YOUR TASK >> Report every line in the items below that contains the string "small", copying each such line in full.

(Data entries)
◆ ◆ ◆ ◆ ◆

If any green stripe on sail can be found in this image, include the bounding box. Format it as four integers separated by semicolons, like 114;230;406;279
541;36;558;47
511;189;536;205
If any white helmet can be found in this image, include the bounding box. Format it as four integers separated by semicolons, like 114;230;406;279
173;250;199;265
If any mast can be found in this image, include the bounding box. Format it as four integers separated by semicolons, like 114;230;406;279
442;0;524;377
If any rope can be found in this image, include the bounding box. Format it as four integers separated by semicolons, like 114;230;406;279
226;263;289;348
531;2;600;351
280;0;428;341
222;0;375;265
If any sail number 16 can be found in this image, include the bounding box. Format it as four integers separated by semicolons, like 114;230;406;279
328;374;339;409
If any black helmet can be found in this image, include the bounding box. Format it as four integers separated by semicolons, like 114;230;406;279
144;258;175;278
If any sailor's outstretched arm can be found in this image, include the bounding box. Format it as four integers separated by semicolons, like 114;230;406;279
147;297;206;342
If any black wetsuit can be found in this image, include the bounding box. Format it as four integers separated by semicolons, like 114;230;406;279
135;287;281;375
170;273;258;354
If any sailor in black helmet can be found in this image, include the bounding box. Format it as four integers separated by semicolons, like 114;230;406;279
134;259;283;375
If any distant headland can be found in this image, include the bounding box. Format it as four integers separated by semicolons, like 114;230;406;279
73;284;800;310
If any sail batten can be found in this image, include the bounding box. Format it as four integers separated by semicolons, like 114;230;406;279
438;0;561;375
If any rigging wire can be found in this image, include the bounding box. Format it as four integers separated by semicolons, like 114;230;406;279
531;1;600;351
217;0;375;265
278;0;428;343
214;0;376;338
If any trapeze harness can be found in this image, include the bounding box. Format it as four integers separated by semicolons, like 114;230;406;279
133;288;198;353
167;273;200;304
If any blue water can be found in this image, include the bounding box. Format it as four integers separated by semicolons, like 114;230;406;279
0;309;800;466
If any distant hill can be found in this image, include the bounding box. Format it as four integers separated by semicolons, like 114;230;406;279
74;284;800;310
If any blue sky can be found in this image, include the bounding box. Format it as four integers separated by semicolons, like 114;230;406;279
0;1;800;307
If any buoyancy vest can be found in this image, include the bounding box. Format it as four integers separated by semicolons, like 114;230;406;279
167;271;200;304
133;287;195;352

◆ ◆ ◆ ◆ ◆

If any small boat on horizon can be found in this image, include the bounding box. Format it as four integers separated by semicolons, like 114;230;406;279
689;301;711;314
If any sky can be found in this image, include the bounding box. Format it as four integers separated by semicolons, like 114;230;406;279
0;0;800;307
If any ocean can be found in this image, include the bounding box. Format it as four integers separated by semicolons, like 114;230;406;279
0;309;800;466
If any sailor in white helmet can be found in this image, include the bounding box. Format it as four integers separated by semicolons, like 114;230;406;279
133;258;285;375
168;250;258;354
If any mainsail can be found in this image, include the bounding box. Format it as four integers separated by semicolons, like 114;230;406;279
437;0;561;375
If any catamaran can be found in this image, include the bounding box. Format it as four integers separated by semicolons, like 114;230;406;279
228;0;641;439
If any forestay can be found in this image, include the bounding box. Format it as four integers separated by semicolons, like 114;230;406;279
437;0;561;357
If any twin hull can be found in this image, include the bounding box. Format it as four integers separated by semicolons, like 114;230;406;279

◆ ◆ ◆ ◆ ◆

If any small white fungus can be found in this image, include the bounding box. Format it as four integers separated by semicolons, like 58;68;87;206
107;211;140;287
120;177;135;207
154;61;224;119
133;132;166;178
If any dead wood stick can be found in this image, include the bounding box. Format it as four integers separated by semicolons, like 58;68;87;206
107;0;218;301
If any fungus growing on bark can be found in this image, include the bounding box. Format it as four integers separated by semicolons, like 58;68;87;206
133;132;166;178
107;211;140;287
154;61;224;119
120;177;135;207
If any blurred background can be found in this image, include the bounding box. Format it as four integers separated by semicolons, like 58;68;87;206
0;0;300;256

◆ ◆ ◆ ◆ ◆

RESULT >>
If any small boat on horizon can be found in this image, include the bounding box. Format it as four integers separated by semicolons, like 114;230;406;279
If any small white fungus can be found in this image, include the bounding box. Format it as four integers separated by semicolons, like 58;68;87;206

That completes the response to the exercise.